• The data:

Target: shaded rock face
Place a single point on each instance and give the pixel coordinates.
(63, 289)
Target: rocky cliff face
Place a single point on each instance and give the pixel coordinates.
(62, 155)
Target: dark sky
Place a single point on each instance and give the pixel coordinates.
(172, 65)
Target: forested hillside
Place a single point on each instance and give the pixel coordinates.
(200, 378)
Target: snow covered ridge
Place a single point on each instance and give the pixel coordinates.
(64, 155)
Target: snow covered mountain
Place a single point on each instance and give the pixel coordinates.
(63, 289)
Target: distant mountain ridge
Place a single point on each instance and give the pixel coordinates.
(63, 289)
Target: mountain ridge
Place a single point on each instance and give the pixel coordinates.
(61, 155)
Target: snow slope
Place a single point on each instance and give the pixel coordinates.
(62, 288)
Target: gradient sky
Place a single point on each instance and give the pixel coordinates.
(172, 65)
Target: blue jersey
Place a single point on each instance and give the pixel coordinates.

...

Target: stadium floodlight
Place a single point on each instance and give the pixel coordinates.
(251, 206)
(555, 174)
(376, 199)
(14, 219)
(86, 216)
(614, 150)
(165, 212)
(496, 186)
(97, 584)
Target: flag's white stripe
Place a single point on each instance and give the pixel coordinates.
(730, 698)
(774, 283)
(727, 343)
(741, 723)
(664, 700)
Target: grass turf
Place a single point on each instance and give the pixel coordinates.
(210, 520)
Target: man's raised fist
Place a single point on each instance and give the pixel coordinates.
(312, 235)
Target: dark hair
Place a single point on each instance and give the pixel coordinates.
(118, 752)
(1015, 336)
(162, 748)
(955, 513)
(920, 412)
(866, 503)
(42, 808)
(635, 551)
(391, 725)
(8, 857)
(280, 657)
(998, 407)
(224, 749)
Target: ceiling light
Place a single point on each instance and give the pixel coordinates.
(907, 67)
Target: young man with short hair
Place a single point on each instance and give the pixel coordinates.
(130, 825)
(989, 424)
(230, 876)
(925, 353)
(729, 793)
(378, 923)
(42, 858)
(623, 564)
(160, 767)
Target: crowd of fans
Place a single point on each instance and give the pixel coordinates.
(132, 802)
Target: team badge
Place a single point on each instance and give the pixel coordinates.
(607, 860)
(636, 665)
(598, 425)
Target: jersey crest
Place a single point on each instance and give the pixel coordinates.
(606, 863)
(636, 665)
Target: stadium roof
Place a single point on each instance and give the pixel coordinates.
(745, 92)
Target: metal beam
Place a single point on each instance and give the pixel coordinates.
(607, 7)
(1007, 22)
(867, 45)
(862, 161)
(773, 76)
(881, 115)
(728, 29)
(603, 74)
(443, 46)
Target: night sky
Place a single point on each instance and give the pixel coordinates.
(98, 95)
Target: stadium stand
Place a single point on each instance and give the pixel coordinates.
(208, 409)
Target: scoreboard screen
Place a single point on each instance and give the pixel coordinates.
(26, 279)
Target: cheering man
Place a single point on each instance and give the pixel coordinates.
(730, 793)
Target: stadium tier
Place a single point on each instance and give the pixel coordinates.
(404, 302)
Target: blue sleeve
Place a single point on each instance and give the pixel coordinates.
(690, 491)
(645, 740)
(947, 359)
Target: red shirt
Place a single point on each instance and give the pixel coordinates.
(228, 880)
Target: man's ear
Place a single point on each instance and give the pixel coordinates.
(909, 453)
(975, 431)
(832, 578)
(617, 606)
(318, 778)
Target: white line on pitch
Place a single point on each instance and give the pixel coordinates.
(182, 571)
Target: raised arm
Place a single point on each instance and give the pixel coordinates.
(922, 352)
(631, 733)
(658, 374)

• Requirement: For every line above with the word "raised" in it, make a copy.

• Solution to this problem:
Target: man's raised fist
Target: raised arm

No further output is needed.